--- AUSZUG ZUM LESEN ---
Was haben sich die Jungs eigentlich einfallen lassen, dem neuen Ford Mustang einen Vierzylinder unter die Haube zu pflanzen? Erst traute man seinen Augen nicht, doch schließlich will man sich den Test beider Fabrikate aber doch nicht nehmen lassen. Man kommt aber schnell zur der Erkenntnis: Wir reden hier von zwei völlig verschiedenen Autos.
Pfeifton vs. Lifestyle-Gebrüll: Wie authentisch bleibt der Ford Mustang?
---
DEINE AUFGABE A:
Schreib den Teil der Liste, der mit der Zeile mit „Every instance of the gold“ anfängt und mit der Zeile mit „<point>129,457</point>“ aufhört, noch einmal ab. Ersetze dabei „white bowl“ durch „blue bowl“ und lass alles andere, wie es ist.
--- LISTE ZUM BEARBEITEN ---
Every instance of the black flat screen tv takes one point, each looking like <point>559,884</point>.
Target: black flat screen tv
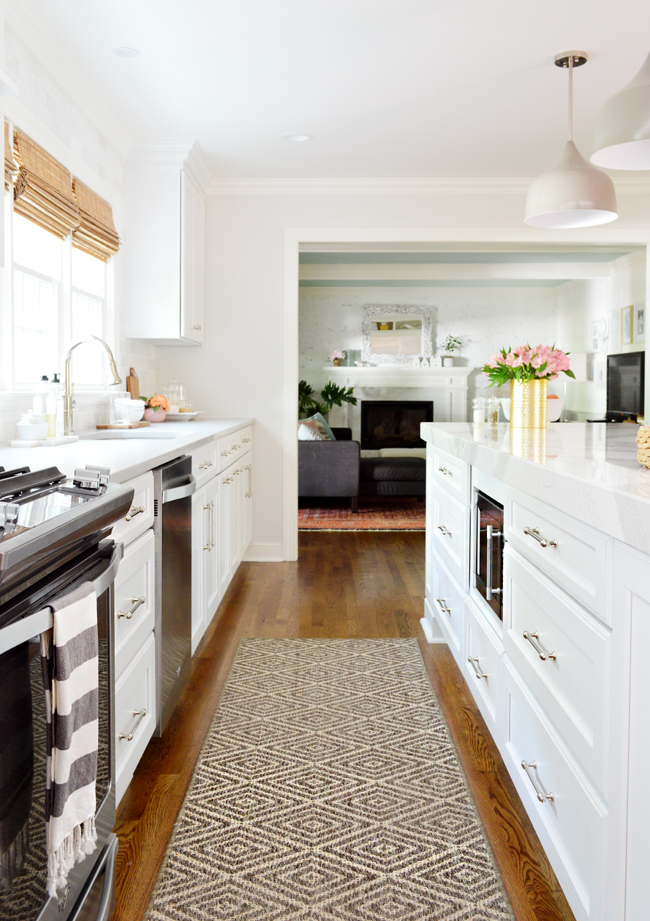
<point>625,385</point>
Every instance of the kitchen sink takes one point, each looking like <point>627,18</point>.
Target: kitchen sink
<point>129,435</point>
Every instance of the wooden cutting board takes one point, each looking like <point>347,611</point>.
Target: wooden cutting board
<point>125,425</point>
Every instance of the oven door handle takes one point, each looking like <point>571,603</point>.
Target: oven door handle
<point>23,630</point>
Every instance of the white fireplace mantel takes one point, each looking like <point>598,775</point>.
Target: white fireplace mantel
<point>448,386</point>
<point>399,376</point>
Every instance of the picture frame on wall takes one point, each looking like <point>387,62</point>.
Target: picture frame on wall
<point>639,322</point>
<point>626,325</point>
<point>595,338</point>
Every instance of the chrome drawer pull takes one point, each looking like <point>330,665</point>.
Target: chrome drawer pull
<point>534,532</point>
<point>474,662</point>
<point>140,714</point>
<point>129,614</point>
<point>533,639</point>
<point>541,796</point>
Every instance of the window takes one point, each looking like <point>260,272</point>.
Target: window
<point>58,296</point>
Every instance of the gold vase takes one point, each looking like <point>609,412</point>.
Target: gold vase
<point>528,404</point>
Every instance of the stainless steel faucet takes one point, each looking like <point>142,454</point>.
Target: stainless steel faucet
<point>68,402</point>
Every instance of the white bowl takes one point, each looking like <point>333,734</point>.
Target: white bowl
<point>32,431</point>
<point>553,409</point>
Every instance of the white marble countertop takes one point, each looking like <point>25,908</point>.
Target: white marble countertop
<point>588,471</point>
<point>129,457</point>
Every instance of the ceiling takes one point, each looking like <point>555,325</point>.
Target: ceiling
<point>389,88</point>
<point>437,266</point>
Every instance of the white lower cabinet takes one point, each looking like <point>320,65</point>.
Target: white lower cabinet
<point>135,714</point>
<point>221,526</point>
<point>568,816</point>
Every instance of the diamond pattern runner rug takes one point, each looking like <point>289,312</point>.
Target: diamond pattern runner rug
<point>328,789</point>
<point>376,513</point>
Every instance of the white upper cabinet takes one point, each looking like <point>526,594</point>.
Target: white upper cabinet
<point>164,244</point>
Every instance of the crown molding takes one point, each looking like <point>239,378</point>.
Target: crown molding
<point>71,78</point>
<point>233,186</point>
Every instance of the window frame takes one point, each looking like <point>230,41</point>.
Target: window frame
<point>65,294</point>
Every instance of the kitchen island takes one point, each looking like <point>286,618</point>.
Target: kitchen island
<point>545,605</point>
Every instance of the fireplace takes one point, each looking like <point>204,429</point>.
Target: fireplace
<point>394,423</point>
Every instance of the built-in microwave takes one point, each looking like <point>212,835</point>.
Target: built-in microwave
<point>488,542</point>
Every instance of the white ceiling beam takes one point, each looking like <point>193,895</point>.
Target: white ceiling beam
<point>453,272</point>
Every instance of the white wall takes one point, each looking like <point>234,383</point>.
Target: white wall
<point>240,370</point>
<point>57,108</point>
<point>484,319</point>
<point>580,303</point>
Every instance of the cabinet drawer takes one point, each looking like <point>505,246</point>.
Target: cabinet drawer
<point>572,682</point>
<point>449,473</point>
<point>204,463</point>
<point>572,824</point>
<point>482,667</point>
<point>448,605</point>
<point>450,535</point>
<point>575,556</point>
<point>140,515</point>
<point>134,600</point>
<point>134,693</point>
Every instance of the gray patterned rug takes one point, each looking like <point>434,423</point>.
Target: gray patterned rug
<point>328,789</point>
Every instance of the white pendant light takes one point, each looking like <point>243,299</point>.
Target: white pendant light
<point>572,193</point>
<point>622,133</point>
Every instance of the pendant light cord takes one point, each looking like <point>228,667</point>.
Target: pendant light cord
<point>570,97</point>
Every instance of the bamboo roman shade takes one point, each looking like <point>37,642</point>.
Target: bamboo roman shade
<point>46,193</point>
<point>10,165</point>
<point>43,188</point>
<point>96,232</point>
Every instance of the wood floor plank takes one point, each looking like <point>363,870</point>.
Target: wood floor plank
<point>345,584</point>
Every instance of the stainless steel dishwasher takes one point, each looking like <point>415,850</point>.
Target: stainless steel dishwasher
<point>173,488</point>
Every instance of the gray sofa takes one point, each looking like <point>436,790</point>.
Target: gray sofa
<point>330,468</point>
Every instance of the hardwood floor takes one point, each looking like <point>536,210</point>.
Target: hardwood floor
<point>345,584</point>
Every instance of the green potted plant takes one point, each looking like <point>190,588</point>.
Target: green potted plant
<point>449,346</point>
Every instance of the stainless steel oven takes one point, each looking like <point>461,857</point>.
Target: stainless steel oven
<point>53,536</point>
<point>488,543</point>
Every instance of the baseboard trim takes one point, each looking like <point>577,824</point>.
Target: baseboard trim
<point>264,553</point>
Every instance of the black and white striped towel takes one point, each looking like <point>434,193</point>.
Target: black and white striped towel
<point>70,679</point>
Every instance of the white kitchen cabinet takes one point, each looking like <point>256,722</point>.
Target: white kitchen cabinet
<point>164,251</point>
<point>222,520</point>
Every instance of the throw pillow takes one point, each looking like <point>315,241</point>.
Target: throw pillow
<point>322,424</point>
<point>310,433</point>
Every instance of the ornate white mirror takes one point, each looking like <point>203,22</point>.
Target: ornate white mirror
<point>395,335</point>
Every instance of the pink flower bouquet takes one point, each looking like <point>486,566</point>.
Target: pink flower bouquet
<point>524,363</point>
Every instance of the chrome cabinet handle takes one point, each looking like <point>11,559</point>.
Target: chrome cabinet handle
<point>534,532</point>
<point>140,714</point>
<point>474,662</point>
<point>206,508</point>
<point>442,604</point>
<point>541,796</point>
<point>533,639</point>
<point>489,588</point>
<point>136,602</point>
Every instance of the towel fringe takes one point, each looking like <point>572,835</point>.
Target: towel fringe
<point>81,841</point>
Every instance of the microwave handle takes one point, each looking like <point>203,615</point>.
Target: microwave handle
<point>23,630</point>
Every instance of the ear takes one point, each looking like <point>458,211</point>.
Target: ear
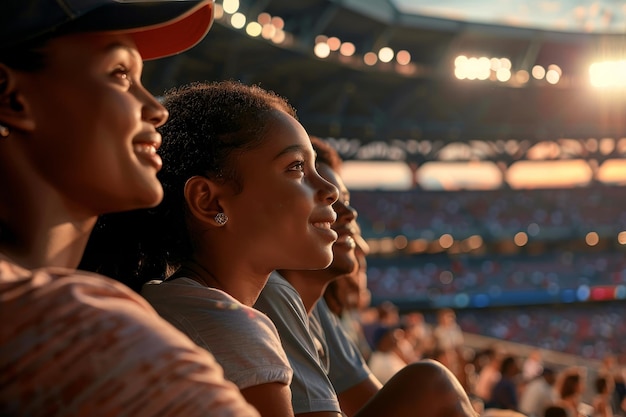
<point>203,199</point>
<point>14,111</point>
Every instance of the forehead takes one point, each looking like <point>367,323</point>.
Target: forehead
<point>84,47</point>
<point>284,130</point>
<point>332,176</point>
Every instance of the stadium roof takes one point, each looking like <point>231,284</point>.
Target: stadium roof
<point>341,96</point>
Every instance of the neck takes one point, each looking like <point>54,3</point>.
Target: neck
<point>37,228</point>
<point>242,286</point>
<point>309,284</point>
<point>47,237</point>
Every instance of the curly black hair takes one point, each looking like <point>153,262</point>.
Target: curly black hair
<point>209,125</point>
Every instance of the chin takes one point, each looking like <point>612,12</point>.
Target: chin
<point>343,266</point>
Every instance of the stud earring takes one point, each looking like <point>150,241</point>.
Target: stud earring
<point>221,218</point>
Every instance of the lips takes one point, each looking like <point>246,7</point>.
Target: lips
<point>346,240</point>
<point>146,150</point>
<point>324,225</point>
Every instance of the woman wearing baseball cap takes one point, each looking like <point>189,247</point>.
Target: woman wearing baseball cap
<point>78,139</point>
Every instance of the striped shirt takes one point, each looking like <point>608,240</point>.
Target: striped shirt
<point>78,344</point>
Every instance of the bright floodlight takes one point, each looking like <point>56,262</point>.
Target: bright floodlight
<point>264,18</point>
<point>370,58</point>
<point>278,22</point>
<point>334,43</point>
<point>253,29</point>
<point>238,20</point>
<point>347,49</point>
<point>321,50</point>
<point>231,6</point>
<point>553,76</point>
<point>538,72</point>
<point>385,54</point>
<point>403,57</point>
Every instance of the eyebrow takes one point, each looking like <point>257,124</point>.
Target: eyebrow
<point>132,51</point>
<point>292,149</point>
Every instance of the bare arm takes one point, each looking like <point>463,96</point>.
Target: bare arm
<point>272,399</point>
<point>355,397</point>
<point>424,388</point>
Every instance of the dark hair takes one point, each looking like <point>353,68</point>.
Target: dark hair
<point>507,366</point>
<point>570,385</point>
<point>209,125</point>
<point>25,57</point>
<point>29,55</point>
<point>326,154</point>
<point>601,384</point>
<point>555,411</point>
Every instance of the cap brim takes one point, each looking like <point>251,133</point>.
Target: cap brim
<point>361,243</point>
<point>150,23</point>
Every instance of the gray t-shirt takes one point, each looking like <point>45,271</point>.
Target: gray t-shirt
<point>243,340</point>
<point>317,349</point>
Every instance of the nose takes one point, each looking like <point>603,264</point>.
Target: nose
<point>345,211</point>
<point>153,111</point>
<point>326,191</point>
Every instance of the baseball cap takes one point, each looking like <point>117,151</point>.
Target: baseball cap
<point>160,28</point>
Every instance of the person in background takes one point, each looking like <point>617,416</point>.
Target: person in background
<point>504,393</point>
<point>538,394</point>
<point>242,198</point>
<point>555,411</point>
<point>570,389</point>
<point>489,373</point>
<point>449,338</point>
<point>601,402</point>
<point>78,138</point>
<point>532,366</point>
<point>386,359</point>
<point>329,382</point>
<point>348,295</point>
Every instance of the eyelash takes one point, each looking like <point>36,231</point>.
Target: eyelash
<point>297,166</point>
<point>124,73</point>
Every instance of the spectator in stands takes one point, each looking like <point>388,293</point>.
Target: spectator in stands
<point>532,366</point>
<point>489,374</point>
<point>348,295</point>
<point>570,390</point>
<point>419,334</point>
<point>538,394</point>
<point>78,139</point>
<point>504,393</point>
<point>387,358</point>
<point>601,403</point>
<point>555,411</point>
<point>292,300</point>
<point>449,337</point>
<point>242,198</point>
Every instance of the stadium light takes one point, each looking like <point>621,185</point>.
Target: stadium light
<point>231,6</point>
<point>253,29</point>
<point>321,50</point>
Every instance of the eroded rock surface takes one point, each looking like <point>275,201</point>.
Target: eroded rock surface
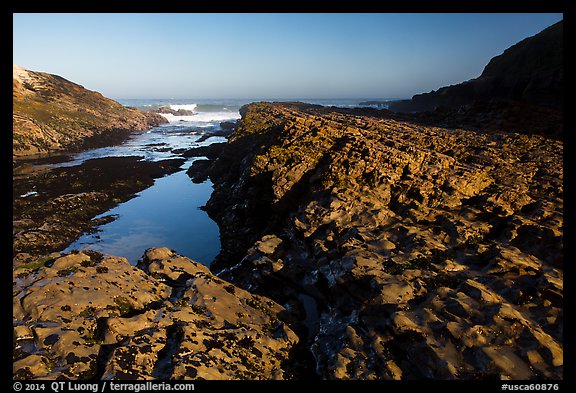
---
DEINE AUFGABE B:
Was für einen Motor hat man dem neuen Ford Mustang laut dem Auszug unter die Haube gepflanzt?

RICHTIGE ANTWORT A:
Every instance of the gold vase takes one point, each looking like <point>609,412</point>.
Target: gold vase
<point>528,404</point>
Every instance of the stainless steel faucet takes one point, each looking like <point>142,454</point>.
Target: stainless steel faucet
<point>68,402</point>
Every instance of the blue bowl takes one point, each looking like <point>333,734</point>.
Target: blue bowl
<point>32,431</point>
<point>553,409</point>
Every instance of the white marble countertop takes one point, each looking like <point>25,908</point>.
Target: white marble countertop
<point>588,471</point>
<point>129,457</point>

RICHTIGE ANTWORT B:
Einen Vierzylinder.